- **QUOTED TEXT**:
— Start —

Gave up on the futurity for my lot after one go as to be honest I questioned if the assessors were looking at the same foal as me.
Plus I cannot for love of me work out why on average foals get higher marks than older horses even though those taking two and three yos are likely to be only taking the best .


----------



## Tetrarch 1911 (7 September 2016)

I've been following the threads about the futurity with interest, as I'm a tad old-fashioned and like to see how my youngsters turn out and see where their talents lie. I had thought about it, but now I think it's a bit of a waste of time and money. I completely agree with Honetpot - and will now look towards breed societies etc and let my youngstock's talents take them forward, whether it is eventing or as someone's much-loved happy hacker. I breed the best I can, and do my best for my babies.

By the way, Lottiepony, that's a very nice youngster. I have my bigger TB booked to the late H Tobago for 2017. What is the breeding of your boy's dam? He looks as though he has some growing to do yet!


----------



## lottiepony (8 September 2016)

Couldn't agree more. The world is our oyster so we will see what 'job' suits him when the time comes. I entered more just to help showcase H Tobago really especially now as he is no longer here and just a good experience for him to get out and see the world.

— End —

- **STATED EXERCISE**: Carry on the forum thread about the young horse futurity, starting after the last sentence of its final post.

(Records of labeled points)

— Start —

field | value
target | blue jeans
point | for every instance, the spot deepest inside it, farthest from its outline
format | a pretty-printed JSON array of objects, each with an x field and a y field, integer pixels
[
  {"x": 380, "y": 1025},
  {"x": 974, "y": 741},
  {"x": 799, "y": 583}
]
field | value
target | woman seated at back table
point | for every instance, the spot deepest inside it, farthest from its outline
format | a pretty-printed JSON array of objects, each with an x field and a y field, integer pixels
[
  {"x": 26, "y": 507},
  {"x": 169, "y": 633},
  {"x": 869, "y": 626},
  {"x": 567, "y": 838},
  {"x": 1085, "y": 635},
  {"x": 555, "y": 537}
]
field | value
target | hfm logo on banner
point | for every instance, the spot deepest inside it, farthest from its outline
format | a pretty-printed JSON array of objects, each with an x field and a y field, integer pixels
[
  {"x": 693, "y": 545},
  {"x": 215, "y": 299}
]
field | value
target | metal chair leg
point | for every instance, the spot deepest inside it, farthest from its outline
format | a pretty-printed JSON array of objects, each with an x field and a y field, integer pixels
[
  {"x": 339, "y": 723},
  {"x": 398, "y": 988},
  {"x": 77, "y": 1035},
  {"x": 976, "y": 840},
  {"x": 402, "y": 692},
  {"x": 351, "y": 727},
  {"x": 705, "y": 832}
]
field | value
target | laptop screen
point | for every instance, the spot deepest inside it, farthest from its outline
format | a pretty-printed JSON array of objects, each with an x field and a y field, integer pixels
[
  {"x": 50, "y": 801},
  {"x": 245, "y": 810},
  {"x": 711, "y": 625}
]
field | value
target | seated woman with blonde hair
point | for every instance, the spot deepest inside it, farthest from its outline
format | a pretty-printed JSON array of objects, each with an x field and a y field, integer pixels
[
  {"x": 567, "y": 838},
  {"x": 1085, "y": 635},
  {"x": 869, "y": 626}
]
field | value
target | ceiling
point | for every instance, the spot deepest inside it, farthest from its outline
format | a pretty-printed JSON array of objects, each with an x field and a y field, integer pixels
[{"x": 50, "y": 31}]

— End —

- **SOLVED EXERCISE**:
Tetrarch 1911 said:



			I've been following the threads about the futurity with interest, as I'm a tad old-fashioned and like to see how my youngsters turn out and see where their talents lie. I had thought about it, but now I think it's a bit of a waste of time and money. I completely agree with Honetpot - and will now look towards breed societies etc and let my youngstock's talents take them forward, whether it is eventing or as someone's much-loved happy hacker. I breed the best I can, and do my best for my babies.

By the way, Lottiepony, that's a very nice youngster. I have my bigger TB booked to the late H Tobago for 2017. What is the breeding of your boy's dam? He looks as though he has some growing to do yet!
		
Click to expand...

Thank you I'm totally smitten with him lol! I only bought him in April this year, feel totally amazed that I managed to get him to be honest and can't help but be excited about his future. 
He's out of Future Illicit Affair - The Outlaw x Brianston Zipper xx - one of Future Sport Horses mares http://futuresporthorses.co.uk/mares/future-illicit-affair/ My boys full sister was foaled this year and the breeder is again thrilled with the result.


----------



## Asha (8 September 2016)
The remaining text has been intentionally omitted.